*WHAT IS BEING ASKED:* Starting at the first line of the data and ending at the line that contains "[18,0,700,516]", write those lines out again with "detect" swapped for "locate" and everything else unchanged. Give only those lines.

*ENTRIES SHOWN:*
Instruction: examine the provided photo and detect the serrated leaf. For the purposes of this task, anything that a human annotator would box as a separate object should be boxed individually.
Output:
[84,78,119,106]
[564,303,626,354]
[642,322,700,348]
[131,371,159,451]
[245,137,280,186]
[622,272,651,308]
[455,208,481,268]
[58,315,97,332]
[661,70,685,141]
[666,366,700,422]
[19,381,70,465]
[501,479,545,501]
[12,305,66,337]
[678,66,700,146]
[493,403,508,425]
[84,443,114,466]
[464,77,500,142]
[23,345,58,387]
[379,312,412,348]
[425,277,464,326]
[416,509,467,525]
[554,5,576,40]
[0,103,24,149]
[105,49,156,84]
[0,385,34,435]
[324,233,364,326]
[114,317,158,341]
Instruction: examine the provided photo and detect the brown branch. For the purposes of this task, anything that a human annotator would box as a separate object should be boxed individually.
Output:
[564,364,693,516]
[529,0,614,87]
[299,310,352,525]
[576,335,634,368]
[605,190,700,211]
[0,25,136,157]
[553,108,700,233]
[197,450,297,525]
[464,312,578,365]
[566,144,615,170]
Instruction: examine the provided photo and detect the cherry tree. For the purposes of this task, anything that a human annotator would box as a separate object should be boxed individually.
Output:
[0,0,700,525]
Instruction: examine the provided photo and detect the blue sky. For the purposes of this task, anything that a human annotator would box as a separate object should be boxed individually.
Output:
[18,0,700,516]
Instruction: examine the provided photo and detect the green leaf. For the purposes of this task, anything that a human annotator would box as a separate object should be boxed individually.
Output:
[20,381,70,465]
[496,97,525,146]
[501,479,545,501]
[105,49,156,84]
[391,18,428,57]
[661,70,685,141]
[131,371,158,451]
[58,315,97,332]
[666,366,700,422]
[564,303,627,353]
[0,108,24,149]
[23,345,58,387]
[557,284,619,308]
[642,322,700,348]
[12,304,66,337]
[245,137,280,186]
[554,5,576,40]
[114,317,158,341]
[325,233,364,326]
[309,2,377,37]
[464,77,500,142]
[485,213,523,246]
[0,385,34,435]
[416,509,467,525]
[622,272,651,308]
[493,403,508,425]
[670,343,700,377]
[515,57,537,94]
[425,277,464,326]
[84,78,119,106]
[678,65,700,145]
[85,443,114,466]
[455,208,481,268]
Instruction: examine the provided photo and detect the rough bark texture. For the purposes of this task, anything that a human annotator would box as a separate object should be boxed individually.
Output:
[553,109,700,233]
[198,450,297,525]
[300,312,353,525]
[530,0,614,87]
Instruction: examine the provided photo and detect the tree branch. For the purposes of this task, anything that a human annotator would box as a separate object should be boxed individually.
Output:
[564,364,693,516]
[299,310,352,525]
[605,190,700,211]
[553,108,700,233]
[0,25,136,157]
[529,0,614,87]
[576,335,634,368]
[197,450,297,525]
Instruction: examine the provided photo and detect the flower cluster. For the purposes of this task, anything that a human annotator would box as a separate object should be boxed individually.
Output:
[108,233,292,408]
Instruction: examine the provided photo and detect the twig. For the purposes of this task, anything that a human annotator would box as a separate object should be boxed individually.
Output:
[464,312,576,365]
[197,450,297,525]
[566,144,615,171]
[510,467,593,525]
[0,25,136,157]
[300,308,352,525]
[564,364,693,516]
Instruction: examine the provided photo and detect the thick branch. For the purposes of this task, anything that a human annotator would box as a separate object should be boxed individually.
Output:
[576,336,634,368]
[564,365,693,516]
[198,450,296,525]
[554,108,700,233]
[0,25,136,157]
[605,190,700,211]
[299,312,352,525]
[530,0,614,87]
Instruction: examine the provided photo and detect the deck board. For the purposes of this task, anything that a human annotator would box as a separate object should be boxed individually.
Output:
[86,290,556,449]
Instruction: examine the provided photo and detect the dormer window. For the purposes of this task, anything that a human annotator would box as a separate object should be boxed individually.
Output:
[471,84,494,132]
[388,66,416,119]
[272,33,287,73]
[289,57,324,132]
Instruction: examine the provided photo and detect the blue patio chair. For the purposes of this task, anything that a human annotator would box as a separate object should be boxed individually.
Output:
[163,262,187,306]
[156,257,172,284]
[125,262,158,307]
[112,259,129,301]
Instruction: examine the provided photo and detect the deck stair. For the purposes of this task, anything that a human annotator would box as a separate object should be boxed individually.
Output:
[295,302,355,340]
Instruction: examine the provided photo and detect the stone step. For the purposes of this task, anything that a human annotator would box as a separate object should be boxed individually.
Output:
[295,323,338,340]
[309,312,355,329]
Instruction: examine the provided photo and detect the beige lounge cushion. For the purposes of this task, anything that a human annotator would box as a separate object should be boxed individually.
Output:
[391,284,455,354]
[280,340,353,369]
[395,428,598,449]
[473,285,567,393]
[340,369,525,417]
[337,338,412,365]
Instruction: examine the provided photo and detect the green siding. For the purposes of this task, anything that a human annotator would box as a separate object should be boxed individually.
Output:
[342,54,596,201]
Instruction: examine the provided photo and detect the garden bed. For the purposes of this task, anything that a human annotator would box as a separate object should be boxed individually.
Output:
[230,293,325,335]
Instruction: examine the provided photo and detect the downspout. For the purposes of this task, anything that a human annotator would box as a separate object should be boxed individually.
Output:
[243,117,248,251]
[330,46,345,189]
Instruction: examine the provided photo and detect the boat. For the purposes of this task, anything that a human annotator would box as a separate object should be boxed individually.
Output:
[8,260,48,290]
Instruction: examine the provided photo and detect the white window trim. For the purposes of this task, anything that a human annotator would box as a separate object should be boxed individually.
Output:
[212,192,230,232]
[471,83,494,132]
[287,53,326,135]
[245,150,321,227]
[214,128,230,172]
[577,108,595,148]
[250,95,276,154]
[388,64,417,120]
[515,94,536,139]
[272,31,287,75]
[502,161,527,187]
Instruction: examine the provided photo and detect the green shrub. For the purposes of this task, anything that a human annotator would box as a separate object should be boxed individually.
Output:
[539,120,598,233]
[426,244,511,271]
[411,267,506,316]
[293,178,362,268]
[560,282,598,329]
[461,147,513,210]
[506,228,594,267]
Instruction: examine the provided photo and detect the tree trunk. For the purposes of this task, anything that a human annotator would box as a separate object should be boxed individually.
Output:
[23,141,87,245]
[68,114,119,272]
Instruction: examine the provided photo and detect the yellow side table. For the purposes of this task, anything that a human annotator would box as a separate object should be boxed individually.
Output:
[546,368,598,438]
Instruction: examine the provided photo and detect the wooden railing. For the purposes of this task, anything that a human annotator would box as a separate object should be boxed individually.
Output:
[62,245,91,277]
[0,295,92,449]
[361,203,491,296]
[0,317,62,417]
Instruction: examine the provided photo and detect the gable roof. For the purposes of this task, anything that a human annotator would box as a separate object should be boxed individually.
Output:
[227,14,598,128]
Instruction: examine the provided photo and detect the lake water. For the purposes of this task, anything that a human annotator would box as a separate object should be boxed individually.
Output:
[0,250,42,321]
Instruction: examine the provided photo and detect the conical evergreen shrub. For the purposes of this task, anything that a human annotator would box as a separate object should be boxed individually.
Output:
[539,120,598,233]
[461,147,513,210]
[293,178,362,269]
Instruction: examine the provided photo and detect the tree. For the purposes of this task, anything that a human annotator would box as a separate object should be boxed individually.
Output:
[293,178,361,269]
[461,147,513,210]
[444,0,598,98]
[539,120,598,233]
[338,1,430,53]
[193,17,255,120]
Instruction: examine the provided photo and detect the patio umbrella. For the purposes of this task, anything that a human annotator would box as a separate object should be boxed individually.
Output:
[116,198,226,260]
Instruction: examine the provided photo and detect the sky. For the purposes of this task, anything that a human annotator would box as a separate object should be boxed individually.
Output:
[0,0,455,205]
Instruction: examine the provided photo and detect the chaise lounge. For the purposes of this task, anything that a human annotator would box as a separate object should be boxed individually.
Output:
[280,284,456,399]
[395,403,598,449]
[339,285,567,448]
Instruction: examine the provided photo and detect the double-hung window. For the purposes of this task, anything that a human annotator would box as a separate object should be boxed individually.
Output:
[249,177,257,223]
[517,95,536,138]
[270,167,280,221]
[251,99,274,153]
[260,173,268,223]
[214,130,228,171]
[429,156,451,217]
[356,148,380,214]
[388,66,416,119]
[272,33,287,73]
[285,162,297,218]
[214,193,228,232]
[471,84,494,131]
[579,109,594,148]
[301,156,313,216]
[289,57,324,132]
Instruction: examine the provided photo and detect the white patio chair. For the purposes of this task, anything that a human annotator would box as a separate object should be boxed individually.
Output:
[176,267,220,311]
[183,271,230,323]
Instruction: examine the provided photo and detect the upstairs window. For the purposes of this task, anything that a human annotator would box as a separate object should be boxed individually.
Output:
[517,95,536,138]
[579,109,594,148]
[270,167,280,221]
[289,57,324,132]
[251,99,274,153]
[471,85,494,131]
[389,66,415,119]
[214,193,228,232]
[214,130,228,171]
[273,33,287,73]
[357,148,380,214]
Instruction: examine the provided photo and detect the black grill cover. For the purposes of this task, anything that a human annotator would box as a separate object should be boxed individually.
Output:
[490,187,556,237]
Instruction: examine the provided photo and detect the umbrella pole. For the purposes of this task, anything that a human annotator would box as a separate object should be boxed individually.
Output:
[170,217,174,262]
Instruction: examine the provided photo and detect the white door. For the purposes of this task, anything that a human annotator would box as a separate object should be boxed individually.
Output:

*EXPECTED ANSWER:*
Instruction: examine the provided photo and locate the serrated leaf. For the purposes of this task, anything that a human annotator would box as a separate object should be boxed individually.
Output:
[84,78,119,106]
[564,303,626,354]
[642,322,700,348]
[131,371,159,451]
[245,137,280,186]
[622,272,651,308]
[455,208,481,268]
[58,315,97,332]
[661,70,685,141]
[666,366,700,422]
[19,381,70,465]
[501,479,545,501]
[12,305,66,337]
[678,66,700,146]
[493,403,508,425]
[84,443,114,466]
[464,77,500,142]
[23,345,58,387]
[379,312,412,348]
[425,277,464,326]
[416,509,467,525]
[554,5,576,40]
[0,103,24,149]
[105,49,156,84]
[0,385,34,435]
[324,233,364,326]
[114,317,158,341]
Instruction: examine the provided photo and locate the brown branch. For the purposes of this task, anything that a human annotator would box as a separate object should be boxed individually.
Output:
[564,364,693,516]
[529,0,614,87]
[299,310,352,525]
[576,335,634,368]
[605,190,700,211]
[0,25,136,157]
[553,108,700,233]
[197,450,297,525]
[464,312,578,365]
[566,144,615,170]
Instruction: examine the provided photo and locate the cherry tree. For the purposes of this task, anything that a human annotator would box as a separate object should be boxed individually.
Output:
[0,0,700,525]
Instruction: examine the provided photo and locate the blue sky. For the purposes of this task, anything that a human annotator would box as a separate object should be boxed individually.
Output:
[18,0,700,516]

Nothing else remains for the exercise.